198 Google reviews isn’t flashy, but it’s real. That’s roughly 15-20 reviews per year over a decade. Compare that to a failing town pub with 40 reviews total. This place has regulars who keep coming back.
Amber Taverns operates 140+ community pubs across the Midlands and South West. They know this patch. Their model depends on local operators who’ll commit to the community, not chancers looking for quick money.
WHAT THE PUB IS
The Duke Bridgwater is a High Street wet-led local trading 12.5 hours Monday-Thursday, extending to 15.5 hours Friday-Saturday. Sunday opening at noon tells you this isn’t a food-driven operation.
The 4.2-star rating across 198 reviews indicates stable, competent management. Recent reviews mention “friendly staff,” “good atmosphere,” and “reasonable prices” — exactly what keeps a community pub alive. No one’s raving about the food offer, which is fine. Wet-led means wet-led.
The trade’s there. Late hours Friday-Saturday (until 2am) suggest weekend evening business justifies the staffing cost. That’s your margin opportunity if you can control labour and shrinkage.
This isn’t a project pub. It’s a going concern with established patterns. Your job is protecting what exists while trimming waste.
THE DEAL
Amber Taverns tenancies typically run:
- Ingoing cost: £5,000-£15,000 (stock, fixtures deposit)
- Rent: Based on fair maintainable trade (FMT), usually reviewed annually
- Tie: Full tie on beer, cider, spirits; competitive versus Enterprise or Punch
- Property: Amber maintains fabric, roof, drains, structure
- Insurance: Covered by pubco (buildings); you handle contents and liability
- Support: Area manager visits, business planning assistance
The Amber model sits between full free-of-tie and aggressive national pubco ties. Their pricing typically runs 8-12% above wholesale but includes support infrastructure. You’re not fighting Admiral or Star pricing battles, but you’re paying for supply certainty.

*-*-*

(WORK TO DO)
(1) In the text about the Duke Bridgwater pub, copy the passage from "The 4.2-star rating" up to and including "labour and shrinkage.".
(2) In the text about the Duke Bridgwater pub, what parts of the property does Amber Taverns maintain for its tenants?

(RECORDS PROVIDED)
*-*-*

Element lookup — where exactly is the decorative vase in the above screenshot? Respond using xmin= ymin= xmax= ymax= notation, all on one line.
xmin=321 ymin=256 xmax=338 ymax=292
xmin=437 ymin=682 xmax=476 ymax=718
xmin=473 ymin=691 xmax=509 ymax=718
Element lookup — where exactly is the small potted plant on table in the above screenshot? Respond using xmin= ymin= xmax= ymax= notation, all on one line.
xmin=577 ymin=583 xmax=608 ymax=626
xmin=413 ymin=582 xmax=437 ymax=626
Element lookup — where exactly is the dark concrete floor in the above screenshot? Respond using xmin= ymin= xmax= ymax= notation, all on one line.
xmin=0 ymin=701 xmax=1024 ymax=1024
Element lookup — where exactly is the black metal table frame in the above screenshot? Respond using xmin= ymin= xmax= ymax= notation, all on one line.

*-*-*

(THE REPLIES)
(1)
The 4.2-star rating across 198 reviews indicates stable, competent management. Recent reviews mention “friendly staff,” “good atmosphere,” and “reasonable prices” — exactly what keeps a community pub alive. No one’s raving about the food offer, which is fine. Wet-led means wet-led.
The trade’s there. Late hours Friday-Saturday (until 2am) suggest weekend evening business justifies the staffing cost. That’s your margin opportunity if you can control labour and shrinkage.

(2) The fabric, roof, drains and structure.